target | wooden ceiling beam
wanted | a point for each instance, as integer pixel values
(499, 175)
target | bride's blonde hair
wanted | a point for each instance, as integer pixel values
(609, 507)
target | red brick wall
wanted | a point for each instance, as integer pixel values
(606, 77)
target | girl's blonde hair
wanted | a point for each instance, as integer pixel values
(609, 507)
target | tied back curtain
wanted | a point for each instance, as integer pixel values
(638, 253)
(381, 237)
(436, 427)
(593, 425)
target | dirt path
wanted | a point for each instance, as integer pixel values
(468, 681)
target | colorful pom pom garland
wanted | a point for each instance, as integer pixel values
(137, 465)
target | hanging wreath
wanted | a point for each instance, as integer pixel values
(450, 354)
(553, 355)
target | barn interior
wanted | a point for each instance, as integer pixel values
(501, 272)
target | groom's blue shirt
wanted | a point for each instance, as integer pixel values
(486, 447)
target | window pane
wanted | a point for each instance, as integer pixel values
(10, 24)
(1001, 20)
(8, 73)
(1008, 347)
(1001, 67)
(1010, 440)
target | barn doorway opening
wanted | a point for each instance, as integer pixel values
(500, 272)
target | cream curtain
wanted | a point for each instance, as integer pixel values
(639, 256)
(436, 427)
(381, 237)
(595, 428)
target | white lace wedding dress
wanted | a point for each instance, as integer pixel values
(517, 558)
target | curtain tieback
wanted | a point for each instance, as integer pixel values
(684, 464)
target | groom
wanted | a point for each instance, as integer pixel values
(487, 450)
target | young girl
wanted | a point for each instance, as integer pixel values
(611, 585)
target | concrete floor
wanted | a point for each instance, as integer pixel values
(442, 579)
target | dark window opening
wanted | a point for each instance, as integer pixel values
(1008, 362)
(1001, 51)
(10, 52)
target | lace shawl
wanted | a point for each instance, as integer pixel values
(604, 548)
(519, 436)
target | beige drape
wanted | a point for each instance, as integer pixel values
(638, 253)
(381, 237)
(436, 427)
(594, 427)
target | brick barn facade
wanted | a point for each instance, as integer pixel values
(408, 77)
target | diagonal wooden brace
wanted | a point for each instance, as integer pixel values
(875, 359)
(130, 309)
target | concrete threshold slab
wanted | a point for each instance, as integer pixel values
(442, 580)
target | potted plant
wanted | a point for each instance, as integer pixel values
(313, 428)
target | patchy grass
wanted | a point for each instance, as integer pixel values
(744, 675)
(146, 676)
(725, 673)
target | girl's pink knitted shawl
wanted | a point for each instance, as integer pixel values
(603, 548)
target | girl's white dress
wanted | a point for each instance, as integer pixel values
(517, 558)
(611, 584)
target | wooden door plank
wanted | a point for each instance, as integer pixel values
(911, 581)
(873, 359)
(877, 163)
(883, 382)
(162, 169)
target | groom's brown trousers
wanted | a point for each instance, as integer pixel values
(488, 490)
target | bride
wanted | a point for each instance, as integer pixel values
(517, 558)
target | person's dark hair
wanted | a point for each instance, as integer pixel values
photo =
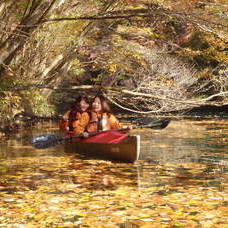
(104, 104)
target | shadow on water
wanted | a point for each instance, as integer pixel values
(182, 172)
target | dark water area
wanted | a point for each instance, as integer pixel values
(180, 180)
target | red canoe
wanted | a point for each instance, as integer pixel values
(110, 145)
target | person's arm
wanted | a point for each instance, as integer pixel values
(63, 123)
(114, 122)
(81, 123)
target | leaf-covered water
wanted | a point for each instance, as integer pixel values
(180, 180)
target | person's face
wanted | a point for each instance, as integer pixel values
(83, 105)
(96, 105)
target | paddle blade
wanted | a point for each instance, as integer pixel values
(157, 124)
(46, 141)
(161, 124)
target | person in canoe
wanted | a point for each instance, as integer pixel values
(77, 118)
(101, 118)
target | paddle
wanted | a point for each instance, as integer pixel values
(46, 141)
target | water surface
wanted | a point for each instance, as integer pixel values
(180, 180)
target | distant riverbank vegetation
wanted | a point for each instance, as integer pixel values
(145, 56)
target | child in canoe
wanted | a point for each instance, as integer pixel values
(101, 118)
(77, 118)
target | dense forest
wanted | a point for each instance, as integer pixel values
(145, 56)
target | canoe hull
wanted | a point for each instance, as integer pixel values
(126, 151)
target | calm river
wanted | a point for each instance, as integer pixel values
(180, 180)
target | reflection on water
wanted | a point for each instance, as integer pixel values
(180, 181)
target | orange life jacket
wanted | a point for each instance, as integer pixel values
(102, 122)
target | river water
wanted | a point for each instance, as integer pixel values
(180, 180)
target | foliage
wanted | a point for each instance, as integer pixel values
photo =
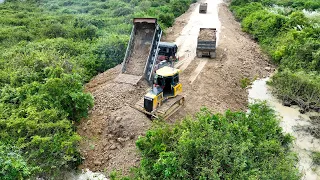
(292, 41)
(234, 145)
(298, 86)
(49, 49)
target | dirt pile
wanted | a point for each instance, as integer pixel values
(141, 48)
(207, 35)
(218, 85)
(110, 132)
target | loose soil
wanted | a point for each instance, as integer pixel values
(140, 49)
(207, 35)
(110, 132)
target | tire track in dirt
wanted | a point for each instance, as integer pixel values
(110, 132)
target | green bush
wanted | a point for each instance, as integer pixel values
(235, 145)
(291, 40)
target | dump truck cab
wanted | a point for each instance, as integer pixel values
(166, 85)
(167, 51)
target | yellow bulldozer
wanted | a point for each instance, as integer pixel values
(149, 59)
(164, 98)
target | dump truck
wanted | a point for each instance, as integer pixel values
(146, 57)
(203, 8)
(141, 53)
(206, 44)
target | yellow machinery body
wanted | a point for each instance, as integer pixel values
(164, 98)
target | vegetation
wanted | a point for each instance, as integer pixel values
(316, 158)
(48, 50)
(291, 37)
(234, 145)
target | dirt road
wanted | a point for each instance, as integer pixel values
(110, 132)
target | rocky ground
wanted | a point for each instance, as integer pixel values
(110, 132)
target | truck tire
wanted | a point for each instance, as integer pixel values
(213, 55)
(199, 54)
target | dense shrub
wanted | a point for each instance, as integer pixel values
(235, 145)
(292, 41)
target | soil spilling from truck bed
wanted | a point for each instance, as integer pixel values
(140, 50)
(110, 132)
(207, 34)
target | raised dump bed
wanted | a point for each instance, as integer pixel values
(206, 45)
(141, 49)
(203, 8)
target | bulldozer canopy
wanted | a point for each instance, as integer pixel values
(167, 71)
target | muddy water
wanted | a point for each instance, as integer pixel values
(291, 118)
(187, 41)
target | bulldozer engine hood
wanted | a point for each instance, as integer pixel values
(167, 71)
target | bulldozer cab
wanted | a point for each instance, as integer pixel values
(167, 78)
(167, 50)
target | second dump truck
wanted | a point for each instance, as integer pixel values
(206, 45)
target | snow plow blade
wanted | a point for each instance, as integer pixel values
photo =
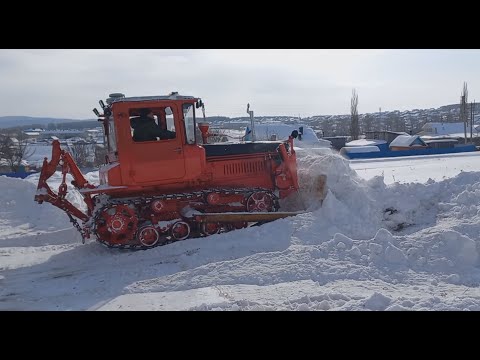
(244, 216)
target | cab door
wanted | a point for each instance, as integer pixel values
(160, 160)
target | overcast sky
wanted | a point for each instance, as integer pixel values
(296, 82)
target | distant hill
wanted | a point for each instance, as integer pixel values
(28, 121)
(329, 125)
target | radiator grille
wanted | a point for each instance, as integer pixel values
(243, 167)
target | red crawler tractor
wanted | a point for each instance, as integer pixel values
(162, 190)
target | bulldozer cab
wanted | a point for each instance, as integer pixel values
(148, 136)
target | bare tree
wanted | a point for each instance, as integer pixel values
(14, 150)
(463, 109)
(354, 126)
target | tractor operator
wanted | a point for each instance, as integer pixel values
(146, 129)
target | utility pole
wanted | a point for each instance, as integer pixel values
(463, 109)
(252, 123)
(472, 113)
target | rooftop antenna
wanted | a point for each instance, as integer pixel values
(252, 123)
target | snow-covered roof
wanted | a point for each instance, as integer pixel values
(440, 140)
(365, 142)
(438, 128)
(406, 140)
(360, 149)
(264, 132)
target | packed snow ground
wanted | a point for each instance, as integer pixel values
(376, 243)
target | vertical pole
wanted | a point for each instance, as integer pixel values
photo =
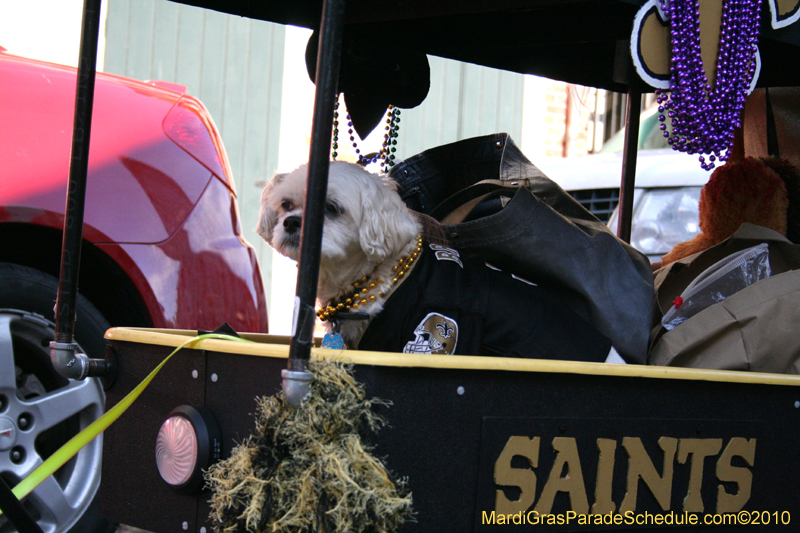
(296, 382)
(633, 109)
(79, 164)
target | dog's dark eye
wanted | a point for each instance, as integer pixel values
(333, 209)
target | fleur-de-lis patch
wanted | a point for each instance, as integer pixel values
(436, 334)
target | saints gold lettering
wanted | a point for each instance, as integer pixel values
(566, 476)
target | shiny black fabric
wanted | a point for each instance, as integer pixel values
(539, 231)
(495, 314)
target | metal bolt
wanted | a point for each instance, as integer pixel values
(24, 421)
(17, 455)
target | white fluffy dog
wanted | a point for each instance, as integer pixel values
(441, 302)
(367, 229)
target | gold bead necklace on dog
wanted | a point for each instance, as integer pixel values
(360, 295)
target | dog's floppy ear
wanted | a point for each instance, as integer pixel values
(268, 217)
(386, 225)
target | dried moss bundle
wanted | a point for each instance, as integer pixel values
(309, 469)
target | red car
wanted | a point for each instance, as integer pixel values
(162, 248)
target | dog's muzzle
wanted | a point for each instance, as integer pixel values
(292, 224)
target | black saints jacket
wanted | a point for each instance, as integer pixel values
(450, 304)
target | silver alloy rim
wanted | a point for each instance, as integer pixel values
(35, 409)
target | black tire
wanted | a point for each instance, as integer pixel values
(27, 299)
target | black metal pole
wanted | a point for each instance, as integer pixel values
(633, 109)
(78, 169)
(15, 512)
(327, 78)
(63, 350)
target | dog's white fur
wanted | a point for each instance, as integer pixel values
(366, 223)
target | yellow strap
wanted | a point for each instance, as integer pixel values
(74, 445)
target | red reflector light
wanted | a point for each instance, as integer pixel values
(191, 128)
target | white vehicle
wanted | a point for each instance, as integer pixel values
(667, 191)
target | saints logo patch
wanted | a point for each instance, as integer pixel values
(436, 334)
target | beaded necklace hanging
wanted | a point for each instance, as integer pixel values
(704, 118)
(388, 148)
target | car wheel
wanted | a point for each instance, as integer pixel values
(40, 410)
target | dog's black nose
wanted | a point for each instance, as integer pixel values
(292, 224)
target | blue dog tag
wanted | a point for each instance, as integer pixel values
(333, 341)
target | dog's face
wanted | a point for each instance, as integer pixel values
(365, 219)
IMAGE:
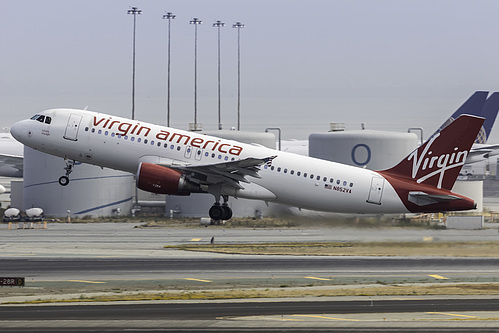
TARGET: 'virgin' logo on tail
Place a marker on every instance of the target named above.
(435, 164)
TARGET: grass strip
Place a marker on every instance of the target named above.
(445, 249)
(395, 290)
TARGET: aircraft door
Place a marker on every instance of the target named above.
(72, 127)
(188, 152)
(199, 154)
(376, 190)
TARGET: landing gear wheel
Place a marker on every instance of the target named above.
(227, 213)
(216, 212)
(64, 180)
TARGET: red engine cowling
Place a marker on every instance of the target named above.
(159, 179)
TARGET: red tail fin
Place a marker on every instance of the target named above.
(438, 161)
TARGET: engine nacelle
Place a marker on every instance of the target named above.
(159, 179)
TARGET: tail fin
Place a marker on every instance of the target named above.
(478, 105)
(473, 106)
(489, 112)
(438, 161)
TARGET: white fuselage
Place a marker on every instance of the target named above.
(121, 144)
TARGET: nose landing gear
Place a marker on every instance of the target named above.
(64, 180)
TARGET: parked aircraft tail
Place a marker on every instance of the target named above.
(478, 105)
(438, 161)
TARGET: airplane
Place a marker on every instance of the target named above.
(176, 162)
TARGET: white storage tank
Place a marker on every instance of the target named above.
(375, 150)
(92, 191)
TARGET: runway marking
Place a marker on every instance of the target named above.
(191, 279)
(324, 317)
(85, 281)
(316, 278)
(439, 277)
(451, 314)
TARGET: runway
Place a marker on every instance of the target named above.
(69, 260)
(355, 316)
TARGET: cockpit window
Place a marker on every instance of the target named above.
(42, 119)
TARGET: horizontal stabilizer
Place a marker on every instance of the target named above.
(423, 199)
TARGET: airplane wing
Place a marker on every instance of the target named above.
(226, 173)
(423, 199)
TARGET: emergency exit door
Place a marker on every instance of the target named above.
(72, 127)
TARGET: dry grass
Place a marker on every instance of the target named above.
(398, 290)
(446, 249)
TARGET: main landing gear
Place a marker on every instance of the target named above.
(221, 211)
(64, 180)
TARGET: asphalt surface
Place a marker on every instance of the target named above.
(93, 258)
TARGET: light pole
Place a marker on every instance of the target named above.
(196, 22)
(134, 11)
(238, 25)
(169, 16)
(218, 25)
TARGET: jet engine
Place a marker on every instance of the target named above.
(159, 179)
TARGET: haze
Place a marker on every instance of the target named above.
(304, 64)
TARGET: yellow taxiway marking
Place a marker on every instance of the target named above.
(191, 279)
(316, 278)
(324, 317)
(451, 314)
(84, 281)
(440, 277)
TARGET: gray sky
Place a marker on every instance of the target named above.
(390, 64)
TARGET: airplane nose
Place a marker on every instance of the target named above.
(19, 130)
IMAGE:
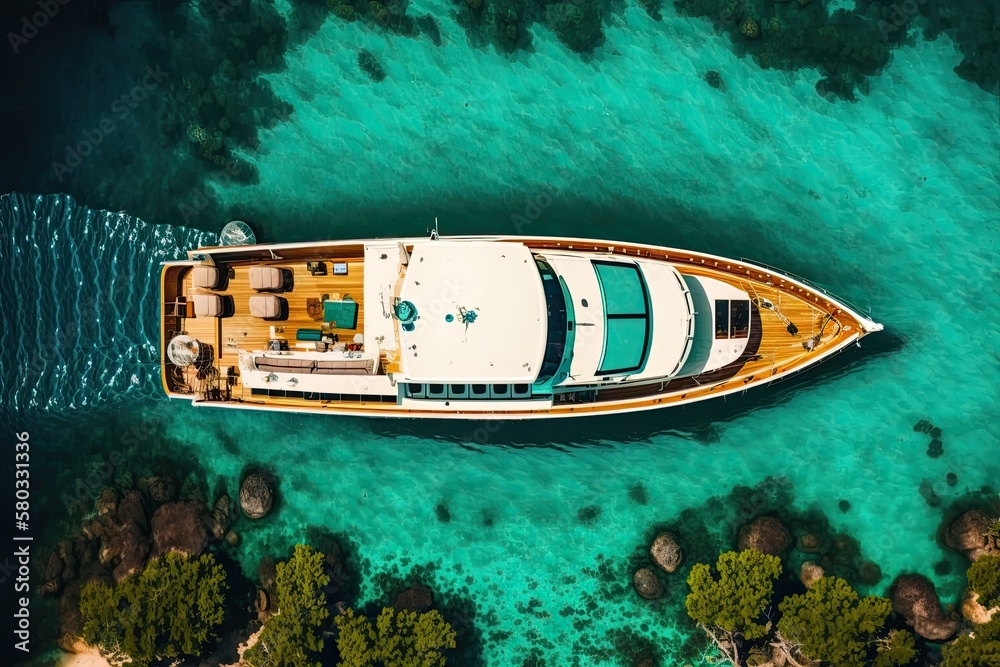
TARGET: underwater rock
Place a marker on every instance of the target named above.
(429, 27)
(869, 573)
(345, 12)
(974, 612)
(442, 512)
(914, 598)
(646, 584)
(810, 574)
(414, 598)
(928, 493)
(370, 65)
(749, 28)
(970, 534)
(267, 573)
(714, 79)
(261, 602)
(935, 449)
(766, 534)
(378, 11)
(666, 552)
(107, 501)
(181, 527)
(812, 543)
(160, 488)
(220, 517)
(256, 496)
(51, 576)
(131, 509)
(577, 24)
(132, 546)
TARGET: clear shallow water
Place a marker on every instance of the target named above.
(891, 202)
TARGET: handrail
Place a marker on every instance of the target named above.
(811, 283)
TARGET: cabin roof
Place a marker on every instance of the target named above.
(481, 313)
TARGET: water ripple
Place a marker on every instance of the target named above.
(78, 303)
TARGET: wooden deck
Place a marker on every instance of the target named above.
(242, 331)
(824, 327)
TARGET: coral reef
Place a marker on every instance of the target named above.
(370, 65)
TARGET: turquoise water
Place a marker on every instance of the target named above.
(892, 202)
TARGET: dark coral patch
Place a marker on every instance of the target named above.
(637, 494)
(588, 514)
(370, 65)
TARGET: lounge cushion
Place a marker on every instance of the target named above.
(205, 277)
(344, 314)
(309, 334)
(284, 364)
(266, 306)
(207, 305)
(265, 278)
(345, 367)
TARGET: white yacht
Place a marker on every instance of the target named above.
(485, 327)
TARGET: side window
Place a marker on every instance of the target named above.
(739, 319)
(722, 318)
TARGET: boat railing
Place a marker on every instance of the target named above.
(867, 311)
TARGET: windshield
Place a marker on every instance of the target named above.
(626, 319)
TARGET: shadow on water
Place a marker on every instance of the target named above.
(699, 422)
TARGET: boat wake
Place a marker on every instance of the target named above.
(78, 303)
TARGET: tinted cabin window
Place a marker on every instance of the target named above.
(722, 318)
(555, 302)
(627, 323)
(739, 319)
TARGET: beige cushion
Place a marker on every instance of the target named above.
(265, 278)
(265, 305)
(206, 277)
(207, 305)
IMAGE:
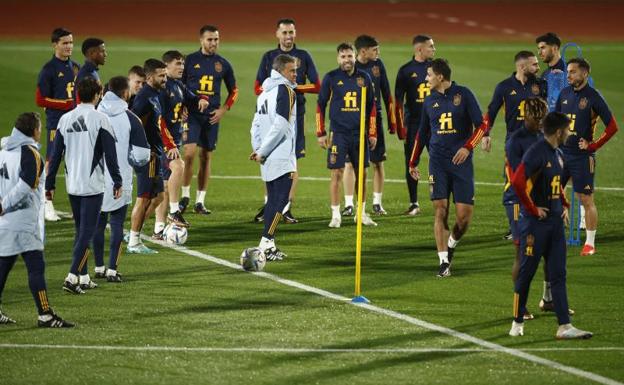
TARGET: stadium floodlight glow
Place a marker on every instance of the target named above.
(359, 298)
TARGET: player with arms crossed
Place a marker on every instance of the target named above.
(55, 93)
(584, 105)
(446, 129)
(342, 90)
(410, 90)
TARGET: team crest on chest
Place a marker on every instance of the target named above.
(583, 103)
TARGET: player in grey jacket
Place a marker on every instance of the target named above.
(273, 135)
(21, 213)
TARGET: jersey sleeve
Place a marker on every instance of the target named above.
(321, 105)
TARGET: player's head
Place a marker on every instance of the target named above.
(89, 90)
(136, 79)
(556, 125)
(424, 49)
(535, 109)
(29, 124)
(367, 47)
(209, 39)
(287, 66)
(155, 73)
(286, 33)
(526, 63)
(175, 64)
(62, 42)
(548, 46)
(439, 72)
(119, 86)
(578, 71)
(346, 56)
(94, 50)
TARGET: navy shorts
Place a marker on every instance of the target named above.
(446, 178)
(149, 179)
(344, 148)
(300, 140)
(378, 154)
(581, 169)
(513, 215)
(201, 132)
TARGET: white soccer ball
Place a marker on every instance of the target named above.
(175, 235)
(253, 259)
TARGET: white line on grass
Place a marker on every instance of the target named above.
(403, 317)
(209, 349)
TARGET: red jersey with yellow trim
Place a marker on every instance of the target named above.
(55, 88)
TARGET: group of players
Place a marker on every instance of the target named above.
(144, 118)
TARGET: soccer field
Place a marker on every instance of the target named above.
(187, 314)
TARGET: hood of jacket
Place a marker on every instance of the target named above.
(275, 80)
(112, 105)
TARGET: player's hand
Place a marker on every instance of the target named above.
(372, 143)
(173, 154)
(486, 143)
(461, 155)
(217, 115)
(117, 193)
(566, 217)
(415, 173)
(583, 144)
(322, 141)
(202, 105)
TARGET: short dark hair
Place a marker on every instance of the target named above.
(555, 121)
(27, 122)
(280, 61)
(365, 41)
(523, 55)
(170, 56)
(137, 70)
(345, 46)
(285, 21)
(550, 38)
(118, 85)
(88, 88)
(58, 33)
(441, 67)
(91, 42)
(208, 28)
(420, 39)
(582, 63)
(151, 65)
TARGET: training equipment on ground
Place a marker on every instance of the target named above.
(175, 235)
(253, 259)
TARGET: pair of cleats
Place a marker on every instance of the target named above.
(445, 268)
(109, 278)
(564, 332)
(366, 221)
(79, 288)
(199, 207)
(287, 217)
(349, 211)
(53, 322)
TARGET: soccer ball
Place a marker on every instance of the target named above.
(253, 259)
(175, 235)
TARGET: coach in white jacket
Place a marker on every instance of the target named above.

▸ **Task details**
How many of the lines in the listing above hold the word "dark"? Report only that figure.

▸ **Result for this exercise**
6